WHAT IS REQUIRED —
Render all of the entries below as a two-column CSV with the header row entry_text,answer, one row per entry. Put each entry's text and its answer in their own double-quoted fields, and replace every line break with a space.

[Entries excerpted from a collection]
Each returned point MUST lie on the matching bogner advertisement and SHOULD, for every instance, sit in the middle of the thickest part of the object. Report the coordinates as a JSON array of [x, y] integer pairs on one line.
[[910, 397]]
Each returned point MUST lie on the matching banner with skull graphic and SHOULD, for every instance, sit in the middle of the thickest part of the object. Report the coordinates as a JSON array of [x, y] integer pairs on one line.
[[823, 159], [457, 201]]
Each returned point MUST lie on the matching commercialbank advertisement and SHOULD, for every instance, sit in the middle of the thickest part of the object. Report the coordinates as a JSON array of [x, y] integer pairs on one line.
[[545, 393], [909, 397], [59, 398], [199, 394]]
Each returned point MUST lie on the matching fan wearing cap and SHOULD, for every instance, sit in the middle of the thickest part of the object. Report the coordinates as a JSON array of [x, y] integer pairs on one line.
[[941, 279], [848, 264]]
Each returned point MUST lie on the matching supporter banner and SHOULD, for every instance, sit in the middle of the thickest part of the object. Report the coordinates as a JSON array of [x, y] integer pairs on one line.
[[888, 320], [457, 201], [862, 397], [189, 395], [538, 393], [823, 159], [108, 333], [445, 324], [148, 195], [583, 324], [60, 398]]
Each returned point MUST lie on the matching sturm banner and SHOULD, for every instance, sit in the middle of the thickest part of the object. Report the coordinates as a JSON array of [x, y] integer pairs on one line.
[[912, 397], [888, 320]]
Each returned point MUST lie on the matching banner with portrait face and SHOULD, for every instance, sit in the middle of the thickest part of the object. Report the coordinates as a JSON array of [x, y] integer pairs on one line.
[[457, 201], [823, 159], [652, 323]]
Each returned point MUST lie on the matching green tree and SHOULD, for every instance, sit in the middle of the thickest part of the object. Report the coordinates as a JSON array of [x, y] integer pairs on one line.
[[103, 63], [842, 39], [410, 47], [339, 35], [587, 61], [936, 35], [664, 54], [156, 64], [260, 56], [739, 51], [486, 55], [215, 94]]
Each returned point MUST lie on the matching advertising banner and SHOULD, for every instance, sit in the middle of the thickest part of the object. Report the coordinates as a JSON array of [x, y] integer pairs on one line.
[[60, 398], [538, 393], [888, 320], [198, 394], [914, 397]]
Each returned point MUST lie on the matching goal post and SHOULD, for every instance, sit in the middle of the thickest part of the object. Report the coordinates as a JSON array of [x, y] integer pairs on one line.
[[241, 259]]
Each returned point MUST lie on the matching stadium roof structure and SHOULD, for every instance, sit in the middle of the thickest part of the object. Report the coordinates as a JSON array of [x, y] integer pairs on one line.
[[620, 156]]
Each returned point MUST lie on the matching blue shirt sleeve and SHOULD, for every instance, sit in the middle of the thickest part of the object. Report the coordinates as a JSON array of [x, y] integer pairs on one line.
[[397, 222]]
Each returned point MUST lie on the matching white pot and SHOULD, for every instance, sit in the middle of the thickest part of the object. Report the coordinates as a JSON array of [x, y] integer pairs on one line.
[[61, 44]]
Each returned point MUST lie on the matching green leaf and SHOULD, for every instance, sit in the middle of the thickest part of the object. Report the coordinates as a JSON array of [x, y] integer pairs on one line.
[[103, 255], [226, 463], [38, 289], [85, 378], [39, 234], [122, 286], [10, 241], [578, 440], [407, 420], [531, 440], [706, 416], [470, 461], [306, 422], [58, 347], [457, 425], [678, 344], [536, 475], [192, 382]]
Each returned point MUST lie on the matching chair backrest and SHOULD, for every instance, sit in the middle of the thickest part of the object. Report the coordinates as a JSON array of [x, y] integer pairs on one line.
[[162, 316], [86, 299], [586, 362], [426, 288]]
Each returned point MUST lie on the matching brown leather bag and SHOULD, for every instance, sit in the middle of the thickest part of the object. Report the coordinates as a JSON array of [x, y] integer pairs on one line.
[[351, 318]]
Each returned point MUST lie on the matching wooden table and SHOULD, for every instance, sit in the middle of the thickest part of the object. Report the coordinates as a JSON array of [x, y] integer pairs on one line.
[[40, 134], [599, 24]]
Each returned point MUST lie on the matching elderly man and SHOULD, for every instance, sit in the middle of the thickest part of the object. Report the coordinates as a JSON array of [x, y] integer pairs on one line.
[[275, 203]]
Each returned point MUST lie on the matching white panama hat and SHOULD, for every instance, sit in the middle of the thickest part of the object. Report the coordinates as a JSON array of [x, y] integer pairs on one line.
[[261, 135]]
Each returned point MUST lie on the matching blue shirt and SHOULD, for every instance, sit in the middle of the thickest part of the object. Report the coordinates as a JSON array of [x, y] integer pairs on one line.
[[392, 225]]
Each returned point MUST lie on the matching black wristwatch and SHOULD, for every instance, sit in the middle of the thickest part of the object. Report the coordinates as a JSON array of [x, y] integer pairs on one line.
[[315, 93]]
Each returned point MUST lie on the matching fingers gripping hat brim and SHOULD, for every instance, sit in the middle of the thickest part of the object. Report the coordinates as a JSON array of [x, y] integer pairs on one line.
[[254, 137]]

COMPLETED EXERCISE —
entry_text,answer
"Each returned point MUST lie on the matching bogner advertisement and SHOULD, for every instance, sit in the middle of the thickest part of the object. Report the coordinates as a JSON array of [x, y] integer pairs on one line.","[[910, 397]]"
"Each returned point MUST lie on the matching banner with skull graphic and SHOULD, for every instance, sit in the middle of the thickest part of the object. Report the coordinates as a JSON array of [x, y] integer pairs on one line.","[[823, 159], [457, 201]]"
"Each returned point MUST lie on the matching commercialbank advertisement and SHOULD, for every instance, sit in the middle of the thickest part of the object. Report the coordinates as a JSON array of [x, y] integer pairs on one line.","[[545, 393], [909, 397], [59, 398], [199, 394]]"
"Each returned point MUST lie on the matching fan wearing cap and SHOULD, for every instance, sit in the middle of the thickest part of the object. Report the coordinates as a JSON array of [x, y] integer pairs on one line.","[[941, 279], [848, 264]]"
"Each returned point MUST lie on the matching supporter banner and SHOULD, for every instance, sit in the middle of the thickest part of the object. Report the coordinates as a JSON array of [x, y] integer pairs on one line.","[[888, 320], [457, 201], [862, 397], [189, 395], [538, 393], [823, 159], [108, 333], [445, 324], [148, 195], [583, 324], [60, 398]]"
"Each returned point MUST lie on the matching sturm banner and SHOULD, for every instance, sit in the middle of the thickest part of the object. Report the coordinates as a JSON array of [x, y] integer pairs on one line.","[[912, 397], [888, 320]]"
"Each returned point MUST lie on the matching banner with portrait face and SHOULD, for every instance, sit in the middle of the thickest part of the object. Report the coordinates as a JSON array of [x, y] integer pairs on one line.","[[457, 201], [823, 159], [652, 323]]"
"Each returned point MUST lie on the matching green tree and SHOULD, for every instance, sit in the middle of the thickest part of the object. Report the coordinates as a JSON array of [x, y] integer pairs on one line.","[[103, 63], [842, 39], [410, 47], [339, 35], [587, 61], [936, 35], [664, 54], [156, 64], [260, 56], [739, 51], [486, 55], [215, 94]]"
"Each returned point MUST lie on the matching advertising banner and SHOULD, for every instance, sit in the middle of the thickest part of the object. Report the coordinates as a JSON array of [x, y] integer pairs on one line.","[[60, 398], [538, 393], [888, 320], [198, 394], [914, 397]]"
"Each returned point MUST lie on the matching goal post and SHOULD, for every instance, sit in the middle of the thickest part of the object. Report the coordinates as a JSON array of [x, y] integer pairs on one line.","[[241, 259]]"
"Each returned point MUST lie on the matching stadium roof structure and SHOULD, for every instance, sit in the middle of the thickest part of the object. Report the coordinates as a JSON array of [x, y] integer pairs on one line.","[[620, 156]]"
"Each returned point MUST lie on the matching blue shirt sleeve and SHOULD, for every instance, sit in the middle of the thickest part of the object. Report the coordinates as a JSON array of [x, y] integer pairs on one line.","[[397, 222]]"
"Each returned point MUST lie on the matching white pot and SHOULD, for every instance, sit in the middle of the thickest part of the object. Report the coordinates as a JSON array of [x, y] integer pairs on one line.","[[61, 44]]"
"Each returned point MUST lie on the matching green leaf and SHOULD, for every instance, sit in the middle of the thickest part of the object. Report the coordinates as a JSON array of [x, y] integer pairs on one line.","[[103, 255], [226, 463], [38, 289], [85, 378], [39, 234], [122, 286], [10, 241], [578, 440], [407, 420], [531, 440], [706, 416], [470, 461], [306, 422], [58, 347], [457, 425], [678, 344], [536, 475], [192, 382]]"
"Each returned point MUST lie on the matching chair backrest and SHOULD, for every instance, sit in the middle of the thickest part of the object. Report the coordinates as a JSON array of [x, y] integer pairs on one line.","[[162, 316], [86, 299], [586, 362], [426, 288]]"
"Each returned point MUST lie on the matching brown leather bag and SHOULD, for every instance, sit in the middle of the thickest part of the object. Report the coordinates as a JSON array of [x, y] integer pairs on one line.","[[351, 318]]"
"Each returned point MUST lie on the matching wooden table and SHOULD, for every instance, sit in the middle of the thickest part of the object. Report the coordinates as a JSON array of [x, y] integer pairs on one line.","[[40, 134], [599, 24]]"
"Each returned point MUST lie on the matching elderly man and SHOULD, for every instance, sit in the middle of the thickest part of the object. Report the coordinates as a JSON array of [x, y] integer pairs on one line.","[[275, 203]]"
"Each returned point MUST lie on the matching white panama hat and SHOULD, for every instance, sit in the middle of the thickest part of the object. Report the coordinates as a JSON array of [x, y] integer pairs on one line.","[[261, 135]]"
"Each returned point MUST lie on the matching blue shirt and SHOULD, for every instance, sit in the middle of the thickest part of the object. Report the coordinates as a JSON array of [x, y] integer pairs on one line.","[[392, 225]]"
"Each returned point MUST lie on the matching black wristwatch and SHOULD, for every instance, sit in the middle of the thickest part of the object. Report the coordinates as a JSON array of [x, y] integer pairs on one line.","[[315, 93]]"
"Each returned point MUST lie on the matching fingers gripping hat brim and SHOULD, for every instance, sit in the middle of the thickest part of the object. Report the coordinates as a JSON array of [x, y] integer pairs on one line.","[[254, 137]]"